▸ **EXERCISE REQUIREMENTS**:
The result should be every line in the material below containing the string "tractor".

▸ **AVAILABLE DATA**:
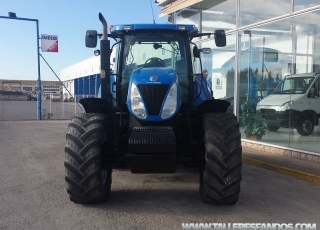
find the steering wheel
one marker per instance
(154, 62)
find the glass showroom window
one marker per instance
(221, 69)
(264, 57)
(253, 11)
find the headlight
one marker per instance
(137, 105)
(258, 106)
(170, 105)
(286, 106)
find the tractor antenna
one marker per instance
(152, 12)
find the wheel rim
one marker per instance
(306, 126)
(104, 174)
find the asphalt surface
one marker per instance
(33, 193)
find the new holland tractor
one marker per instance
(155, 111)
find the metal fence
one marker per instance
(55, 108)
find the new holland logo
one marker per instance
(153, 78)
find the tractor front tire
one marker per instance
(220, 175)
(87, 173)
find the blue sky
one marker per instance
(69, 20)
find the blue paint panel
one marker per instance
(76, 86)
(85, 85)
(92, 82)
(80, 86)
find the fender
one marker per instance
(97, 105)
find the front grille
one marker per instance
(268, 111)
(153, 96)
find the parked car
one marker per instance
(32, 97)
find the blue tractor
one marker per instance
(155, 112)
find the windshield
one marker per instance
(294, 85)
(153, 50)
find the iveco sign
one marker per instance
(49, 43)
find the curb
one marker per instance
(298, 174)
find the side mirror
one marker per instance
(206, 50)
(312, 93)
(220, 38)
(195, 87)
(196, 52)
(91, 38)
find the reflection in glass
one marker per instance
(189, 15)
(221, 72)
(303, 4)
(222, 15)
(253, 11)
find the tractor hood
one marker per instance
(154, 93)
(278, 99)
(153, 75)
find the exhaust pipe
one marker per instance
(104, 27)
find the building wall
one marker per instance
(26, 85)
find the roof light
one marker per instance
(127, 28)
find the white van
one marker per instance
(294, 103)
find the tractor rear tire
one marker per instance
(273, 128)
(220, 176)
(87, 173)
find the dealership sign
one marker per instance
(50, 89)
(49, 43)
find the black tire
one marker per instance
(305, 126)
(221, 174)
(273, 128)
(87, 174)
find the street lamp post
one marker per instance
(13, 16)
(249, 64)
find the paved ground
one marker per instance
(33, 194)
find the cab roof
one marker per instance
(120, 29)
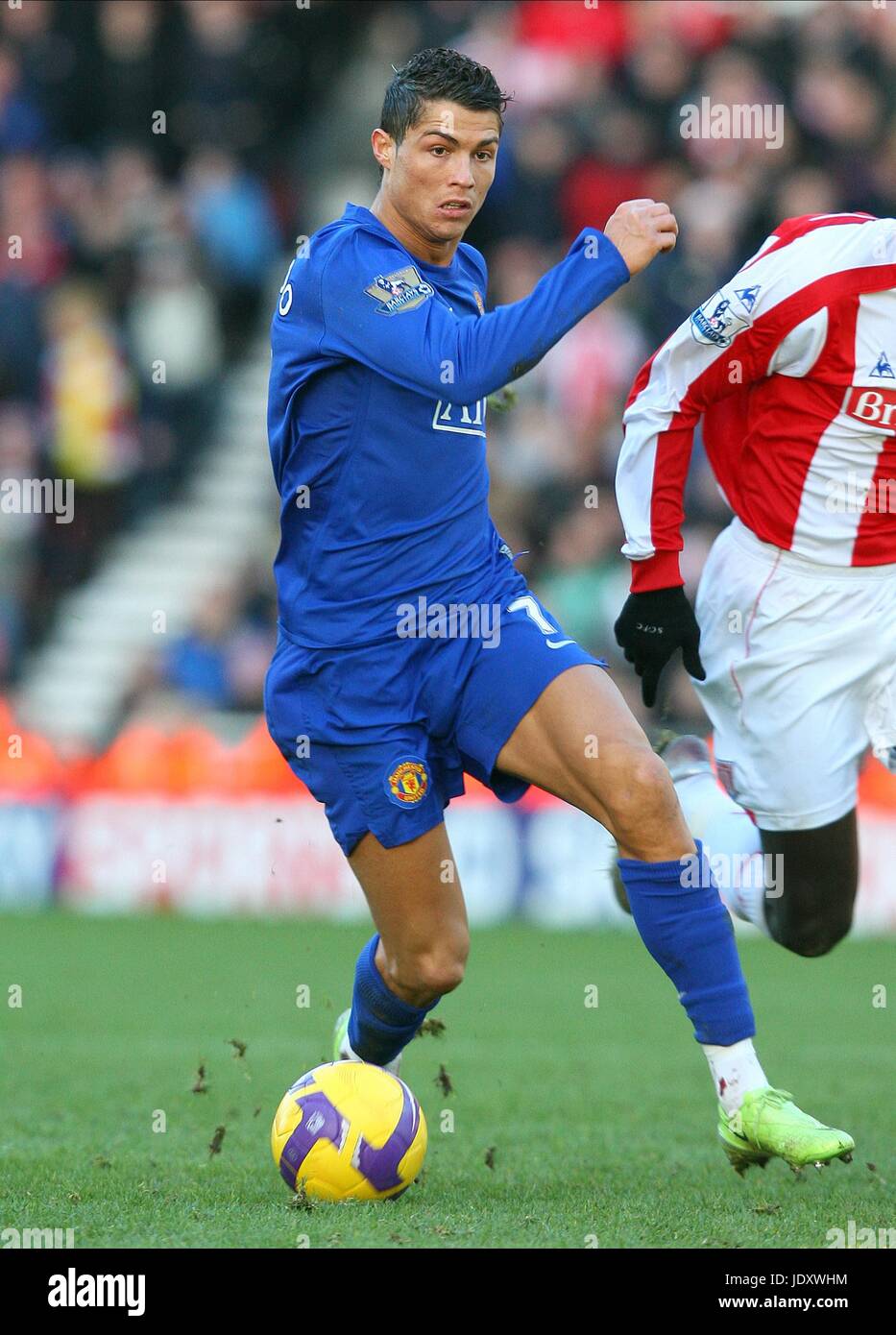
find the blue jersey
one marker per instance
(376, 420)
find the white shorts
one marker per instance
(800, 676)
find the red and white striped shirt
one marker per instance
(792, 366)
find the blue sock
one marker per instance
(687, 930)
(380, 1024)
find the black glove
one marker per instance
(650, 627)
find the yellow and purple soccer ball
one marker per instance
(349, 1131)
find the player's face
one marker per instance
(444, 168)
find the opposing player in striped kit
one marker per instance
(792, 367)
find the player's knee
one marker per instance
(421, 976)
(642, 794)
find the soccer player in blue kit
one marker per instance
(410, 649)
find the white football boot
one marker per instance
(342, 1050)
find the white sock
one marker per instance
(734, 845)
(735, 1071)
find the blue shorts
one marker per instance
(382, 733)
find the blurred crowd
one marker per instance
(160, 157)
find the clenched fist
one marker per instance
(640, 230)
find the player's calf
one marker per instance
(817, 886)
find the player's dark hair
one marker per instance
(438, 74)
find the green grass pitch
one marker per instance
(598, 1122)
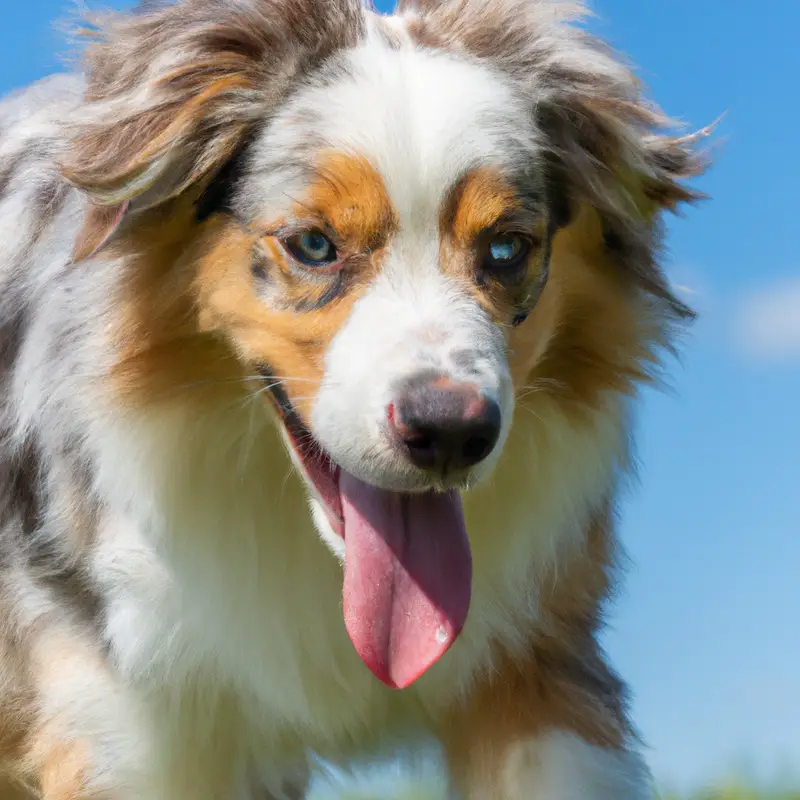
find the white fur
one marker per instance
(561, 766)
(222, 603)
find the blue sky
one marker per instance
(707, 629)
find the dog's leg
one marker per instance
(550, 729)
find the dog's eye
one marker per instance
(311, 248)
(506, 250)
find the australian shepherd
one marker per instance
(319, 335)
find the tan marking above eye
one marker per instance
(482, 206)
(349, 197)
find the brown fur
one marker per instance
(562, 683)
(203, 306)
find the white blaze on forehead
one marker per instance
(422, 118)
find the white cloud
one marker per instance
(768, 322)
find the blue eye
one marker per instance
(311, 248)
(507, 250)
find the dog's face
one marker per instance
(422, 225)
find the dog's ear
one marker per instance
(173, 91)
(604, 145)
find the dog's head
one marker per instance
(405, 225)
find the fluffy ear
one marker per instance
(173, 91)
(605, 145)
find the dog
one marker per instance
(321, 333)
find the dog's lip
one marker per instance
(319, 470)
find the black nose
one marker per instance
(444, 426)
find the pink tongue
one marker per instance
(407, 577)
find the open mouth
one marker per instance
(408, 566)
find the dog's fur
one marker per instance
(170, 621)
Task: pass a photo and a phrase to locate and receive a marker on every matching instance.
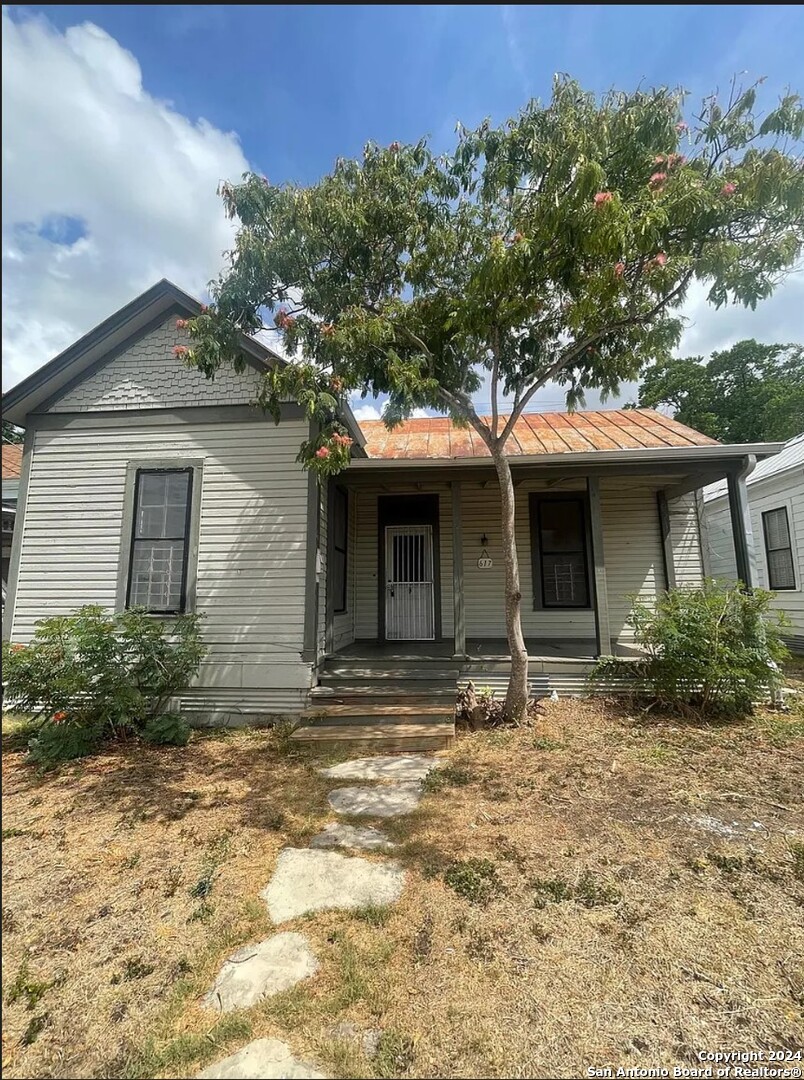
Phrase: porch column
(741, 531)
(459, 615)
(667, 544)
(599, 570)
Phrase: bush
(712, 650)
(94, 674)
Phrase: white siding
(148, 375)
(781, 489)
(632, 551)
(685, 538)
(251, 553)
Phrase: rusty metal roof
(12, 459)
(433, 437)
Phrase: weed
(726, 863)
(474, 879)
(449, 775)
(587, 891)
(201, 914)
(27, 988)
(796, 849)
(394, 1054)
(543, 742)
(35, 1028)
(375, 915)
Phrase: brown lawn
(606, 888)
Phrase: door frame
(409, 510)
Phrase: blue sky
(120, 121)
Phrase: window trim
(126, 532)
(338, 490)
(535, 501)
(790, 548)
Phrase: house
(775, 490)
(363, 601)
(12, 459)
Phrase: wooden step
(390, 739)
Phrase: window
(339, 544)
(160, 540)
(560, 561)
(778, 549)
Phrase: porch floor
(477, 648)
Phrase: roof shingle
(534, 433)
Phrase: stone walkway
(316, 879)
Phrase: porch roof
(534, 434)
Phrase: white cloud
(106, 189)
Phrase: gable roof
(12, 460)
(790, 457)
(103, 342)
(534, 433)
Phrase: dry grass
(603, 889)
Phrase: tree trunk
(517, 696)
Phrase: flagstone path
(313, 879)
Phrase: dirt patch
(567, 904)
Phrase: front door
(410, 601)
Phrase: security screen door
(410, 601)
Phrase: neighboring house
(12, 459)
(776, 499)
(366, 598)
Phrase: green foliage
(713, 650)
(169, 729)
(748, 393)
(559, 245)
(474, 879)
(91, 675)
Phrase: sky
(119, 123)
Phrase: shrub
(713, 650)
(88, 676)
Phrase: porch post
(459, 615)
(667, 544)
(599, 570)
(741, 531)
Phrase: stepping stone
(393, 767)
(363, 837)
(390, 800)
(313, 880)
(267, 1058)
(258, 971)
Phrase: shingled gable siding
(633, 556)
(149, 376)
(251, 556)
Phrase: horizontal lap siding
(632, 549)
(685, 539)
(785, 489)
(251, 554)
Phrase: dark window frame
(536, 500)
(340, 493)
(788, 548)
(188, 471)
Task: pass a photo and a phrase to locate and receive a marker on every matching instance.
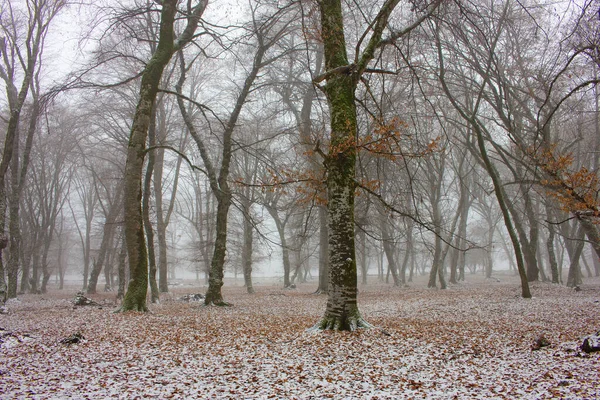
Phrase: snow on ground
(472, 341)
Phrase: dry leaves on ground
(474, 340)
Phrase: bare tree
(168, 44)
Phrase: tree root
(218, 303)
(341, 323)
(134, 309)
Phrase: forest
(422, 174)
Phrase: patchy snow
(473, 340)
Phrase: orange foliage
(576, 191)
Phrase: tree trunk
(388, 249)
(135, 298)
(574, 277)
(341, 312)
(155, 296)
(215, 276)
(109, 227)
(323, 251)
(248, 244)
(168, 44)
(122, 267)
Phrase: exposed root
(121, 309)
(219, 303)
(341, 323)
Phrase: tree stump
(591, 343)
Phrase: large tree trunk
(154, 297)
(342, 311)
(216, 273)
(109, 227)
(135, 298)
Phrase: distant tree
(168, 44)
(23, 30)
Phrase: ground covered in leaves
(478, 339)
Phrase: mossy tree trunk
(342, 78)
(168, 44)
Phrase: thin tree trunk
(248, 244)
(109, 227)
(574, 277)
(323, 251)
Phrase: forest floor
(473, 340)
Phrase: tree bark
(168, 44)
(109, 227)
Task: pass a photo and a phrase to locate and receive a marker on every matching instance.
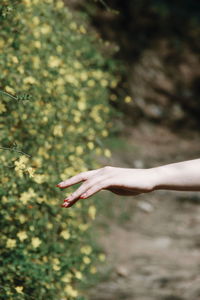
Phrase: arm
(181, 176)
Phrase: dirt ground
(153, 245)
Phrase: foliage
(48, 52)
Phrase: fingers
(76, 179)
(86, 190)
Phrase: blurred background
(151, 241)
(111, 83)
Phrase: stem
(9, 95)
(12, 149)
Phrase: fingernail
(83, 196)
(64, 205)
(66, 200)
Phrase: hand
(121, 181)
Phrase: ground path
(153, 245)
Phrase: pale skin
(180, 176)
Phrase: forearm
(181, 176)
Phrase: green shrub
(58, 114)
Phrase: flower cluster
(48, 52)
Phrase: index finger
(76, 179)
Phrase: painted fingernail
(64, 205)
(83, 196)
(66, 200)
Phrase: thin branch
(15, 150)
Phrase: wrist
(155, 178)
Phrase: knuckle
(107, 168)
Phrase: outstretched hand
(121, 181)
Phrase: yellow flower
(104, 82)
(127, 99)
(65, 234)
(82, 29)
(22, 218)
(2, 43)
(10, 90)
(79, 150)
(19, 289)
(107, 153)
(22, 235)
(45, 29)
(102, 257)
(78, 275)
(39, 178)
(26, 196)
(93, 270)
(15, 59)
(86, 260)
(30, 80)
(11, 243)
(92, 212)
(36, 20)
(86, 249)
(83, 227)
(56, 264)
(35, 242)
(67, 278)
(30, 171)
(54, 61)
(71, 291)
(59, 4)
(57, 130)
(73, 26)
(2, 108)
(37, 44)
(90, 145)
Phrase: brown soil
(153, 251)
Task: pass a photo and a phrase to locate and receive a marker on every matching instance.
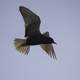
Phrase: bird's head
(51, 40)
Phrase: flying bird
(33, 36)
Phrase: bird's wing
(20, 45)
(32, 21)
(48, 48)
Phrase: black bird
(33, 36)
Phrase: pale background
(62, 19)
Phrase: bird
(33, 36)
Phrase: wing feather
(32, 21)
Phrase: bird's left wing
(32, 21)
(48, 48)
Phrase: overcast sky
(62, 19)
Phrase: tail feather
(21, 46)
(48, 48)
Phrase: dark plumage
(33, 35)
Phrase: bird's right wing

▸ **RESULT BELOW**:
find the tractor antenna
find the new holland tractor
find the tractor front tire
find the blue tractor
find the tractor hood
find the tractor rear tire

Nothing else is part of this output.